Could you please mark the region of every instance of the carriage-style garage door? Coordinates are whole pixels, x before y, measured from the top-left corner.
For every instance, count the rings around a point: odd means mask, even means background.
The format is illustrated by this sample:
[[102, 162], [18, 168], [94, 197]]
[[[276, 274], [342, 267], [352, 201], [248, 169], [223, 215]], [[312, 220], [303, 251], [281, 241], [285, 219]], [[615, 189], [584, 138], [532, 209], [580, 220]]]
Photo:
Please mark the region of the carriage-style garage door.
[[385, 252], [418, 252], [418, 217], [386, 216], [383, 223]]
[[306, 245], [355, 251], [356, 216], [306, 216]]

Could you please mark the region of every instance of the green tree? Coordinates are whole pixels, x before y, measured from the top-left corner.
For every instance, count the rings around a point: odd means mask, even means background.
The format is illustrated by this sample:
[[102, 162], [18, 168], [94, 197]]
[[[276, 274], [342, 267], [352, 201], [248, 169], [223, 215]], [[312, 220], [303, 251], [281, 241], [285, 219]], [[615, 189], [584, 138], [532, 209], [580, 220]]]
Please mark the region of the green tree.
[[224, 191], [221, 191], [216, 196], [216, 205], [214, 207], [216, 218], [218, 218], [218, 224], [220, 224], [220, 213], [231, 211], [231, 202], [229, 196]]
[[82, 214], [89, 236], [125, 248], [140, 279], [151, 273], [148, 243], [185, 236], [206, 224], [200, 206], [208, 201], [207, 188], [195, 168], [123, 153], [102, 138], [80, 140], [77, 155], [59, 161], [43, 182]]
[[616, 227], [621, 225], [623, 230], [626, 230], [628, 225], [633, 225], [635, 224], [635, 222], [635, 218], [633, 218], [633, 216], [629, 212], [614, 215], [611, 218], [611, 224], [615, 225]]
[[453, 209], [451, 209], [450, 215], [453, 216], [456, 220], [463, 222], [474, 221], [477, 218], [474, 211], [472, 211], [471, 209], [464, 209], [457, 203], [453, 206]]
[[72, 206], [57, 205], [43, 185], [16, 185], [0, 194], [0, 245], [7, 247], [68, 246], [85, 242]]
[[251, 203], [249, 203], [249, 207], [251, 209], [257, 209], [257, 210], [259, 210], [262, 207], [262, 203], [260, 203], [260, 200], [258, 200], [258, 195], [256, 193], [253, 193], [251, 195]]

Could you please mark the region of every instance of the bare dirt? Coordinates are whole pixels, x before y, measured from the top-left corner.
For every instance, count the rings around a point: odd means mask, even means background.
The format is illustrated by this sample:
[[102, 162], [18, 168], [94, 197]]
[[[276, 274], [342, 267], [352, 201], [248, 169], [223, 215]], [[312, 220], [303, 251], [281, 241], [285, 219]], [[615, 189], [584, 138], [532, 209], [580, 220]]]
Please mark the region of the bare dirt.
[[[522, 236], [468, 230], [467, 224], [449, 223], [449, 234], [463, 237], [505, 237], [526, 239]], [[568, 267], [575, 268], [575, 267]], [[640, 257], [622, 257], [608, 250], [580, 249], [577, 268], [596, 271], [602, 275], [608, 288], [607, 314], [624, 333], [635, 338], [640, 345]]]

++++++++++++++++++++

Work to complete:
All the entries above are to be transcribed without any alteration.

Completed task:
Could you please mark the region of every instance of the carriage-style garage door? Coordinates are whole pixels, x before y, measured from the top-left corner.
For every instance, count the rings around a point: odd means mask, even means background.
The format is illustrated by this sample:
[[102, 162], [18, 168], [94, 197]]
[[[276, 274], [342, 267], [352, 201], [248, 169], [223, 215]], [[312, 220], [303, 251], [281, 241], [285, 219]], [[615, 189], [584, 138], [532, 209], [580, 220]]]
Photo:
Please mark the region of the carriage-style garage door.
[[385, 252], [418, 252], [418, 217], [386, 216], [383, 223]]
[[306, 245], [355, 251], [356, 216], [306, 216]]

Could you please mark the region of every instance of the green tree? Coordinates are whole pixels, x before y, measured from the top-left corner.
For every instance, count the rings around a point: odd means mask, even means background.
The format is illustrated by this sample:
[[102, 162], [18, 168], [94, 197]]
[[[276, 274], [342, 267], [352, 201], [248, 169], [223, 215]], [[312, 220], [303, 251], [281, 241], [285, 219]], [[615, 189], [584, 138], [532, 209], [580, 220]]]
Please mark the region of the green tree.
[[224, 191], [221, 191], [216, 196], [216, 205], [214, 207], [216, 218], [218, 218], [218, 224], [220, 224], [220, 213], [231, 211], [231, 202], [229, 196]]
[[82, 214], [89, 236], [125, 248], [140, 279], [151, 273], [148, 243], [185, 236], [206, 224], [200, 206], [208, 201], [207, 188], [195, 168], [123, 153], [102, 138], [80, 140], [77, 155], [59, 161], [43, 182]]
[[616, 227], [621, 225], [623, 230], [626, 230], [628, 225], [633, 225], [635, 224], [635, 222], [635, 218], [633, 218], [633, 216], [629, 212], [614, 215], [611, 218], [611, 224], [615, 225]]
[[453, 209], [451, 209], [450, 215], [453, 216], [456, 220], [463, 222], [474, 221], [477, 218], [474, 211], [472, 211], [471, 209], [464, 209], [457, 203], [453, 206]]
[[72, 206], [57, 205], [43, 185], [16, 185], [0, 194], [0, 245], [7, 247], [68, 246], [85, 242]]
[[251, 203], [249, 203], [249, 207], [251, 209], [257, 209], [257, 210], [259, 210], [262, 207], [262, 203], [260, 203], [260, 200], [258, 200], [258, 195], [256, 193], [253, 193], [251, 195]]

Could you please mark the region of every instance of the bare dirt? Coordinates are whole pixels, x before y, measured from the top-left corner.
For every instance, count the rings around a point: odd means mask, even means background.
The format is illustrated by this sample:
[[102, 162], [18, 168], [94, 197]]
[[[276, 274], [342, 267], [352, 201], [248, 169], [223, 215]], [[312, 220], [303, 251], [281, 241], [285, 219]], [[615, 189], [584, 138], [532, 209], [580, 220]]]
Please mark the region of the bare dirt.
[[[522, 236], [468, 230], [467, 224], [449, 223], [449, 234], [463, 237], [505, 237], [526, 239]], [[568, 267], [575, 268], [575, 267]], [[640, 257], [622, 257], [608, 250], [580, 249], [577, 268], [596, 271], [602, 275], [608, 288], [607, 314], [624, 333], [635, 338], [640, 345]]]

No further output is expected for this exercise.